Directive A » Update the part of the race-condition thread that opens with the words containing "opens a small" and closes with "Patch attached." by changing "postmaster" to "server process", and give that part again in full.
Directive B » Summarize the race-condition thread in two sentences.
Directive C » Continue the race-condition thread from the point at which it stops.

Selected text »
Thread: Fix "database is ready" race condition

Fix "database is ready" race condition

From
Markus Schiltknecht
Date:
Hi,

is there a good reason to print the "database system is ready" message
in StartupXLOG() in xact.c? It has a) nothing to do with xlog and b)
opens a small race condition: the message gets printed, while it still
take some CPU cycles until the postmaster really gets the SIGCHLD signal
and sets StartupPID = 0. If you (or rather: an automated test program)
try to connect within this timespan, you get a "database is starting up"
error, which clearly contradicts the "is ready" message.

I admit this is not a real issue in the common case and only matters in
automated testing or some such. But in case this does not break
anything...  (ereport is used in the reaper, so I guess it's fine to use
that in signal handlers). I'm not sure if the message is needed at all
in BS_XLOG_BOOTSTRAP mode. Probably it should better say something
different.

Patch attached.

Regards

Markus
============================================================
*** src/backend/access/transam/xlog.c    2191ee8ca338d74f666b4d3509cc4361c44b4353
--- src/backend/access/transam/xlog.c    e77a26a26ec46d4479563ed7ff5885ea9c21135a
*************** StartupXLOG(void)
*** 5168,5176 ****
      /* Reload shared-memory state for prepared transactions */
      RecoverPreparedTransactions();

-     ereport(LOG,
-             (errmsg("database system is ready")));
-
      /* Shut down readFile facility, free space */
      if (readFile >= 0)
      {
--- 5168,5173 ----
============================================================
*** src/backend/bootstrap/bootstrap.c    55fd17241f51b6f23131a0d36d5ce583aa7a3488
--- src/backend/bootstrap/bootstrap.c    8a54e88b06acad46c83320ca8fe13caa75ad77b9
*************** BootstrapMain(int argc, char *argv[])
*** 418,423 ****
--- 418,425 ----
              bootstrap_signals();
              BootStrapXLOG();
              StartupXLOG();
+             ereport(LOG,
+                     (errmsg("database system is ready")));
              break;

          case BS_XLOG_STARTUP:
============================================================
*** src/backend/postmaster/postmaster.c    561d13618e62e95a32b42b2e9305a638edacf24f
--- src/backend/postmaster/postmaster.c    5a567893b0ed78d312a19e7054127dc5b6b69df3
*************** reaper(SIGNAL_ARGS)

Material provided »

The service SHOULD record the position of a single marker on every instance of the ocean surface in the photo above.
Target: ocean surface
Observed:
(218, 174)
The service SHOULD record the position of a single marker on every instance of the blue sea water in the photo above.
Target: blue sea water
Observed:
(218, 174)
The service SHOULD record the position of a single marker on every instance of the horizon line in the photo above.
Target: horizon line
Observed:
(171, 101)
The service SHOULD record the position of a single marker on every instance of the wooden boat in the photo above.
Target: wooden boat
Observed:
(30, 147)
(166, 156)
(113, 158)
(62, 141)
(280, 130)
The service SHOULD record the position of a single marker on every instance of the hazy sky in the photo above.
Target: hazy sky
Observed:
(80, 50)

Expected answer A »
opens a small race condition: the message gets printed, while it still
take some CPU cycles until the server process really gets the SIGCHLD signal
and sets StartupPID = 0. If you (or rather: an automated test program)
try to connect within this timespan, you get a "database is starting up"
error, which clearly contradicts the "is ready" message.

I admit this is not a real issue in the common case and only matters in
automated testing or some such. But in case this does not break
anything...  (ereport is used in the reaper, so I guess it's fine to use
that in signal handlers). I'm not sure if the message is needed at all
in BS_XLOG_BOOTSTRAP mode. Probably it should better say something
different.

Patch attached.

Expected answer B » The post asks whether there is a good reason to print the "database system is ready" message in StartupXLOG(), since the message has nothing to do with xlog and opens a small race condition: a connection attempted before the postmaster gets the SIGCHLD signal and sets StartupPID = 0 fails with a "database is starting up" error. The author admits this matters mainly in automated testing and attaches a patch.

Expected answer C »
*** 2040,2045 ****
--- 2040,2048 ----
          if (StartupPID != 0 && pid == StartupPID)
          {
              StartupPID = 0;
+             ereport(LOG,
+                     (errmsg("database system is ready")));
+
              /* Note: FATAL exit of startup is treated as catastrophic */
              if (!EXIT_STATUS_0(exitstatus))
              {

Re: Fix "database is ready" race condition

From
Tom Lane
Date:
Markus Schiltknecht <markus@bluegap.ch> writes:
> is there a good reason to print the "database system is ready" message
> in StartupXLOG() in xact.c? It has a) nothing to do with xlog and b)
> opens a small race condition: the message gets printed, while it still
> take some CPU cycles until the postmaster really gets the SIGCHLD signal
> and sets StartupPID = 0. If you (or rather: an automated test program)
> try to connect within this timespan, you get a "database is starting up"
> error, which clearly contradicts the "is ready" message.

I've applied a modified form of this patch.  The postmaster now says
"database system is ready to accept connections" after it's finished
reacting to the completion of the startup process.

            regards, tom lane

Re: Fix "database is ready" race condition

From
Markus Schiltknecht
Date:
Tom Lane wrote:
> I've applied a modified form of this patch.  The postmaster now says
> "database system is ready to accept connections" after it's finished
> reacting to the completion of the startup process.

Thank you, that's just perfect for me.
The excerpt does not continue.